The basic idea is to begin executing tools as soon as their dependencies are met. This is done through multi-threading. We will combine the task fetching unit and executor below:

![diagram](./img/diagram.png)

In [16]:
from typing import Any, Union, Iterable, List, Tuple, Dict
from typing_extensions import TypedDict
import re

from langchain_core.runnables import (
    chain as as_runnable,
)

from concurrent.futures import ThreadPoolExecutor, wait
import time


def _get_observations(messages: List[BaseMessage]) -> Dict[int, Any]:
    # Get all previous tool responses
    results = {}
    for message in messages[::-1]:
        if isinstance(message, FunctionMessage):
            results[int(message.additional_kwargs["idx"])] = message.content
    return results


class SchedulerInput(TypedDict):
    messages: List[BaseMessage]
    tasks: Iterable[Task]


def _execute_task(task, observations, config):
    tool_to_use = task["tool"]
    if isinstance(tool_to_use, str):
        return tool_to_use
    args = task["args"]
    try:
        if isinstance(args, str):
            resolved_args = _resolve_arg(args, observations)
        elif isinstance(args, dict):
            resolved_args = {
                key: _resolve_arg(val, observations) for key, val in args.items()
            }
        else:
            # This will likely fail
            resolved_args = args
    except Exception as e:
        return (
            f"ERROR(Failed to call {tool_to_use.name} with args {args}.)"
            f" Args could not be resolved. Error: {repr(e)}"
        )
    try:
        return tool_to_use.invoke(resolved_args, config)
    except Exception as e:
        return (
            f"ERROR(Failed to call {tool_to_use.name} with args {args}."
            + f" Args resolved to {resolved_args}. Error: {repr(e)})"
        )


def _resolve_arg(arg: Union[str, Any], observations: Dict[int, Any]):
    # $1 or ${1} -> 1
    ID_PATTERN = r"\$\{?(\d+)\}?"

    def replace_match(match):
        # If the string is ${123}, match.group(0) is ${123}, and match.group(1) is 123.

        # Return the match group, in this case the index, from the string. This is the index
        # number we get back.
        idx = int(match.group(1))
        return str(observations.get(idx, match.group(0)))

    # For dependencies on other tasks
    if isinstance(arg, str):
        return re.sub(ID_PATTERN, replace_match, arg)
    elif isinstance(arg, list):
        return [_resolve_arg(a, observations) for a in arg]
    else:
        return str(arg)


@as_runnable
def schedule_task(task_inputs, config):
    task: Task = task_inputs["task"]
    observations: Dict[int, Any] = task_inputs["observations"]
    try:
        observation = _execute_task(task, observations, config)

========

#### What you need to do
- 1) According to the extract, what technique is used to begin executing tools as soon as their dependencies are met?
- 2) Translate this sentence from the extract into French: "The basic idea is to begin executing tools as soon as their dependencies are met."
- 3) Return, without any change, the part of the extract that opens with the words containing "# Return the" and closes with "re.sub(ID_PATTERN, replace_match, arg)".
Nothing in the listing is needed for these tasks.

#### Material shown
========

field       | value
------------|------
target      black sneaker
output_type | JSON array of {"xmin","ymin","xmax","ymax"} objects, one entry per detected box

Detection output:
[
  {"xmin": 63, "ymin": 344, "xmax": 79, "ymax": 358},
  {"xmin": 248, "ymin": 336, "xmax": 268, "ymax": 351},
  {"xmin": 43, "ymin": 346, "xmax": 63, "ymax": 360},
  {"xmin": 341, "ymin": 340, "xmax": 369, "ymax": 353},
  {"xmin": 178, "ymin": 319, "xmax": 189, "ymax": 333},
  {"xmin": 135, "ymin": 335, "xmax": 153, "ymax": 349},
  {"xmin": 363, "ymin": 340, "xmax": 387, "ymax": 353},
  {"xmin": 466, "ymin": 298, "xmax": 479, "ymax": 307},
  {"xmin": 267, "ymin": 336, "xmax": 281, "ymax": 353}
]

========

#### Answer list
- 1) Multi-threading.

- 2) L'idée de base est de commencer à exécuter les outils dès que leurs dépendances sont satisfaites.

- 3)
# Return the match group, in this case the index, from the string. This is the index
        # number we get back.
        idx = int(match.group(1))
        return str(observations.get(idx, match.group(0)))

    # For dependencies on other tasks
    if isinstance(arg, str):
        return re.sub(ID_PATTERN, replace_match, arg)